[Source passage]:
● ● ● ●
Carden Aero Engines Limited was a 1930s British fixed-wing aero-engine manufacturer, based at Heston Aerodrome.

History
Sir John Carden established the company in March 1936, while the Flying Flea craze was sweeping Britain. He saw a need for a cheap low-powered propulsion unit for ultralight aircraft. The engine was an adaptation of the well-proven and reliable Ford 10 Model C motor car engine.

Following the death of Sir John in an air accident in December 1935, the company was taken over by Carden-Baynes Aircraft Ltd, and later sold to Chilton Aircraft Ltd, Chilton Foliat, near Hungerford, Berkshire.

Engines
Carden-Baynes Auxiliary
The Carden-Baynes Auxiliary engine, as used on the Scud III Auxiliary sailplane, was a 2.5 hp Villiers air-cooled two-stroke, capacity 350 cc.
Carden-Ford 31 hp 4-cyl
A much modified Ford 10 car engine.
Carden-Ford S.P.1
Further development of the 31 hp engine, with a centric supercharger, 1.1:1 gear ratio, splined propeller shaft extension and horizontal mounting for flush wing mounting. Used exclusively on the Carden-Baynes Bee.
● ● ● ●
[Data rows]:

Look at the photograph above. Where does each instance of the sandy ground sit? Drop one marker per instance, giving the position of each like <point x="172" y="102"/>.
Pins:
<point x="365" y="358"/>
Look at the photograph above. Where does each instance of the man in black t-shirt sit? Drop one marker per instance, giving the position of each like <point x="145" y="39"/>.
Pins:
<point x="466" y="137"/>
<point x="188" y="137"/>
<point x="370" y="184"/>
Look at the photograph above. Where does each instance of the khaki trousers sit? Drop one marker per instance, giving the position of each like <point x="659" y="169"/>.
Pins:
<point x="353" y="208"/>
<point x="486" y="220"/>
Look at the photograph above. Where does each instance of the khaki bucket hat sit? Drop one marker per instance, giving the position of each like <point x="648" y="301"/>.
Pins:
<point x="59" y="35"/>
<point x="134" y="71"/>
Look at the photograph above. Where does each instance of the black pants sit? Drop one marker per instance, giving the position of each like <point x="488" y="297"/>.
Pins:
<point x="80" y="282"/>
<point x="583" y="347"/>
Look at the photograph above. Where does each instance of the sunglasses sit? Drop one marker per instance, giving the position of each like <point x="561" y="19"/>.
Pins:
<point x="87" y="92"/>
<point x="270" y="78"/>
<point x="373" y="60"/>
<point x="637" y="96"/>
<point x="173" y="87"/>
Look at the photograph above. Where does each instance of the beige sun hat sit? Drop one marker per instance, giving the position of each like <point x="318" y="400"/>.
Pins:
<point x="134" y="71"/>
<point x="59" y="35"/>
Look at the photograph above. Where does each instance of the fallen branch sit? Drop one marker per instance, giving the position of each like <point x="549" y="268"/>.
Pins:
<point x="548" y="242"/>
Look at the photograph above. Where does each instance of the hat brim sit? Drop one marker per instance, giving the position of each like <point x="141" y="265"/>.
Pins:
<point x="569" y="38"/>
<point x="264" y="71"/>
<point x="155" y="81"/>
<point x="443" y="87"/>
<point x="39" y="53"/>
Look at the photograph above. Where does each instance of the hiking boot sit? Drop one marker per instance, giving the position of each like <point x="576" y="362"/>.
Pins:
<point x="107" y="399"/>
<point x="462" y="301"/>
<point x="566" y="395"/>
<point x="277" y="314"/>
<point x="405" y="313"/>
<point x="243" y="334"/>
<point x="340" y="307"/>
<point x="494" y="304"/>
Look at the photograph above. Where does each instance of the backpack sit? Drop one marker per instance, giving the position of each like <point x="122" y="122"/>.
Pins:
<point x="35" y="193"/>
● ● ● ●
[Short task]:
Return the stretch of the Carden Aero Engines passage from "Carden Aero Engines" through "motor car engine.", copied word for word.

[Solution for this exercise]:
Carden Aero Engines Limited was a 1930s British fixed-wing aero-engine manufacturer, based at Heston Aerodrome.

History
Sir John Carden established the company in March 1936, while the Flying Flea craze was sweeping Britain. He saw a need for a cheap low-powered propulsion unit for ultralight aircraft. The engine was an adaptation of the well-proven and reliable Ford 10 Model C motor car engine.